* PASSAGE SHOWN
>>

# How much is too much itching ? And when do they loose their puppy hair?



## Suzi (Oct 27, 2010)

Maddie is being treated for itching. Her skin was very dry and flakie. We shampoo her with a conditioning shampoo. She is being treated as a precaution for mites and is taking hydroxzine for her skin. 
We noticed her itching from the first day home. I have never seen a flee and I guess you don't see mites her ears have been fine. She is much better after the last treatment although I don't know if it was mite medication or the hydroxzine that has made her feel better.
I am concerned because she has lost alot of hair on her back and down her legs.I did cut about 12 mats out but not to the extent of all the hair loss. Can she be just loosing her puppy coat she is only 4mo old. I am hoping when I stop giving her the hydroxine she won't go back to itching so much that her skin got so bad. 
SO HOW MUCH IS TOO MUCH ITCHING AND IS 4M0 TO SOON TO LOOSE HER PUPPY COAT?
I'm worried I have included a photo of her and her hair loss.


----------



## Feisty (Nov 20, 2009)

Not sure if this will help but....Ari started to chew himself around his back legs and tail right around the time he was neutered. He kept it up until he had bald patches and his tail looked like a little pink stick. The vet couldn't find anything (mites, fleas, mange) and we tried anti-anxiety pills and anti-inflammatories for allergies. Neither worked. We tried shampoos, tea tree oil sprays, keeping him extra clean, letting him get dirtier. Nothing worked. Eventually he slowed down the incessant chewing and his hair started to grow back. Now he's 14 months old and his fur and tail look great. He still starts everyday with a big chew-fest but his hair no longer comes out (I am starting to suspect the baby teeth were too sharp and his adult teeth don't have the same effect on his oh so soft cottony fur.)
Good luck with your little one. I know it looks awful and people stop to comment but it went away and is just a bad memory now for us.


----------



## pjewel (Apr 11, 2007)

I've never heard of a Havanese blowing coat anywhere near four months old. Could it be an allergy to the food he's eating?


----------



## Suzi (Oct 27, 2010)

Thanks Judy,
Your feisty is very cute! For awhile I was thinking Maddie is grooming herself and her teeth are very sharp. I'm hoping it is not a alergic reaction to something.


----------



## Kathie (Jul 31, 2008)

Suzi, that much coat loss is not normal and she shouldn't be blowing coat for another 3 - 4 mos. at least. Since you've already gone to the vet maybe you could call them and ask if any of these he diagnosed can cause such extensive hair loss. Please keep us posted. Hopefully, whatever it is will be cleared up soon and the hair will come back in.


----------



## morriscsps (Aug 17, 2010)

What color is her skin where she is itchy? 

My old dog had seasonal allergies. There were a couple of weeks in the spring and fall, he would go nuts and chew himself silly. At the start of it, his skin would look speckly and the dots would connect and be pinkish, mostly in the groin area.

<<

* ACTION ITEM
Copy the stretch of the puppy itching thread from "## Kathie (Jul" through "the groin area.", putting "food allergies" in place of "seasonal allergies".

* LISTED RECORDS
>>

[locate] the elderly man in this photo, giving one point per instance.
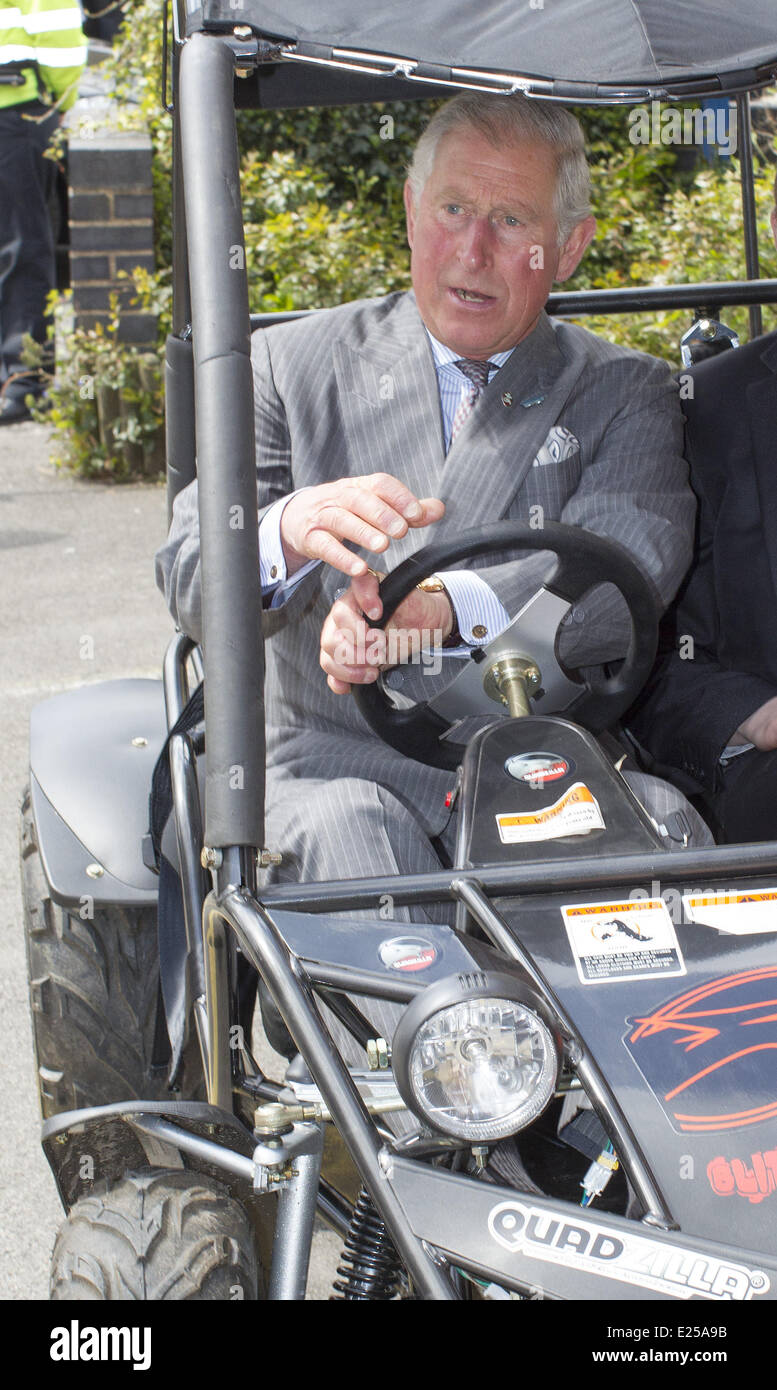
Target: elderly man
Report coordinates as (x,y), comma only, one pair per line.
(452,405)
(709,716)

<<

* WRITTEN RESPONSE
## Kathie (Jul 31, 2008)

Suzi, that much coat loss is not normal and she shouldn't be blowing coat for another 3 - 4 mos. at least. Since you've already gone to the vet maybe you could call them and ask if any of these he diagnosed can cause such extensive hair loss. Please keep us posted. Hopefully, whatever it is will be cleared up soon and the hair will come back in.


----------



## morriscsps (Aug 17, 2010)

What color is her skin where she is itchy? 

My old dog had food allergies. There were a couple of weeks in the spring and fall, he would go nuts and chew himself silly. At the start of it, his skin would look speckly and the dots would connect and be pinkish, mostly in the groin area.